BEGIN Input for this task

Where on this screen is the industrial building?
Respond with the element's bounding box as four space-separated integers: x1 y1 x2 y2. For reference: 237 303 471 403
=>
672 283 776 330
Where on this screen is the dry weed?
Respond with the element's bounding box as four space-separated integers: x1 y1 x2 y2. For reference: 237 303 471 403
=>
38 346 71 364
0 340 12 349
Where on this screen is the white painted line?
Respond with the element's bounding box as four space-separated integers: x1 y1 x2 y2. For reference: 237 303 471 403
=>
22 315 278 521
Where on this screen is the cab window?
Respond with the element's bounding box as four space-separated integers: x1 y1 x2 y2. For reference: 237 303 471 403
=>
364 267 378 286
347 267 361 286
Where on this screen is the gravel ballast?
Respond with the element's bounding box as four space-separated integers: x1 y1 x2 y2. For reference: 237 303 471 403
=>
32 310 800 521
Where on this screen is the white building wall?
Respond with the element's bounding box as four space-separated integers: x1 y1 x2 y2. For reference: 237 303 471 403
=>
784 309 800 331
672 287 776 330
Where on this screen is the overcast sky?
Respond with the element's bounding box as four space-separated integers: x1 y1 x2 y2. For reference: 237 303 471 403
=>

END Input for this task

→ **Your assignment**
Taking the listing above as the source, transcribe only the lines starting at the line with "Where on this screen is the white painted" and going through the line with "Where on this screen is the overcast sky?", unaltered and with both ends included.

→ **Answer to this problem**
Where on this screen is the white painted line?
Respond with the element's bounding box as four space-separated integers: x1 y1 x2 y2. For reference: 237 303 471 403
=>
22 315 278 521
Where on this screen is the cab window?
Respond with the element's bounding box as four space-separated integers: x1 y1 x2 y2. For reference: 237 303 471 403
=>
364 267 378 286
347 267 361 286
Where on this screen is the gravel ballast?
Respond with the element's bounding box as four space-separated integers: x1 y1 x2 y2. For reference: 237 303 471 403
=>
32 310 800 521
Where on this screen is the white building wall?
Respond with the element's bounding box as four space-separated integers: x1 y1 x2 y2. For reference: 237 303 471 403
=>
784 309 800 331
672 287 776 330
Where on this screen is the overcast sky?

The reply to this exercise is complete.